INSTRUCTIONS FOR THE TASK
Give back the records below verbatim, please, but without a single image.

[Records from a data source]

*** Begin section ***

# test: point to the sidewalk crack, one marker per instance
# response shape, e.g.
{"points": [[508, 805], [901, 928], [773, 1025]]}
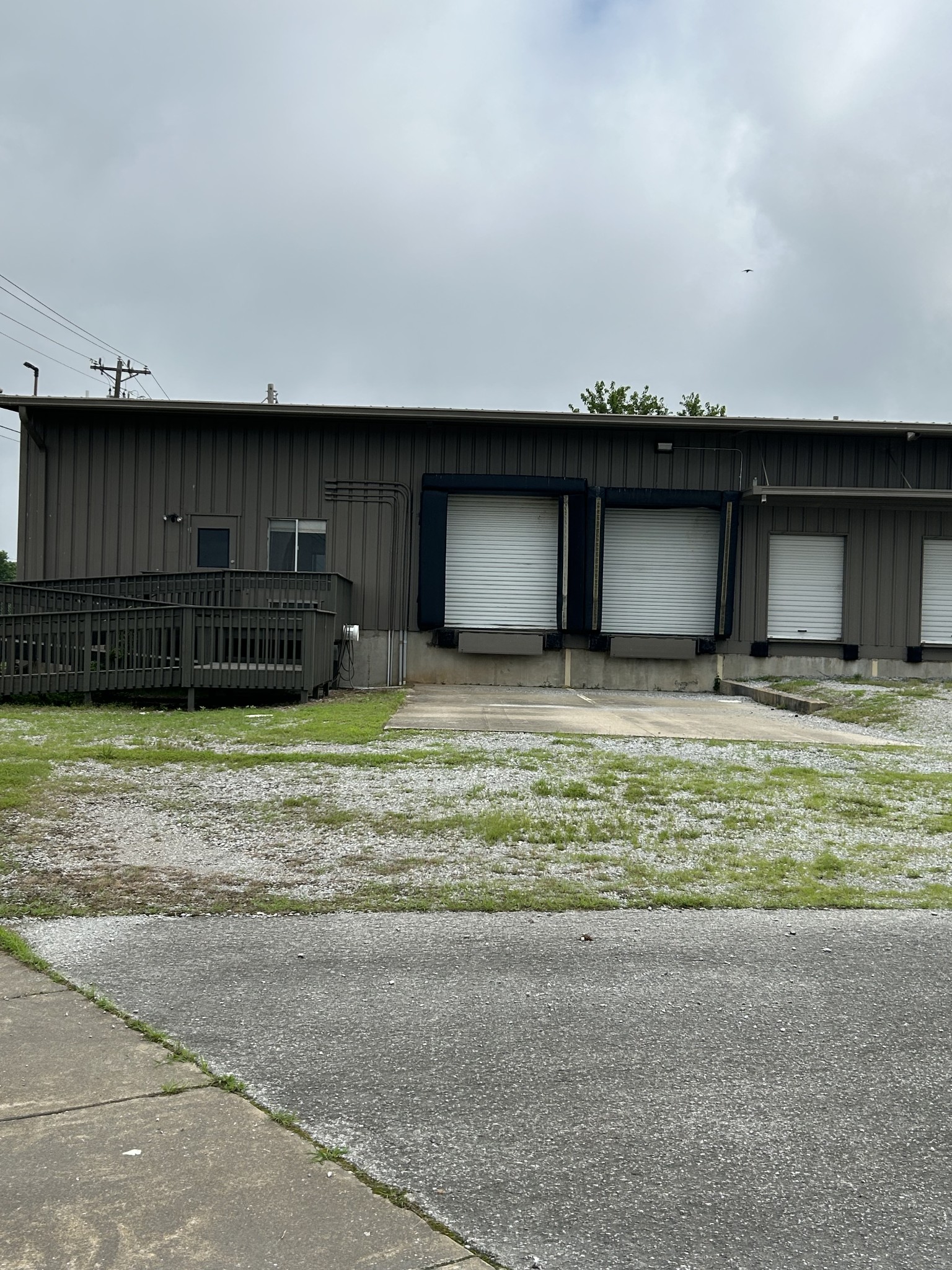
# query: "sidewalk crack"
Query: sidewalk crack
{"points": [[106, 1103]]}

*** End section ***

SOLUTION TO THE PROBLEM
# test: point to the sidewalk crack, one marker per instance
# response shape, e.g.
{"points": [[508, 805], [901, 928], [773, 1025]]}
# query: "sidewalk crack"
Query: sidewalk crack
{"points": [[106, 1103]]}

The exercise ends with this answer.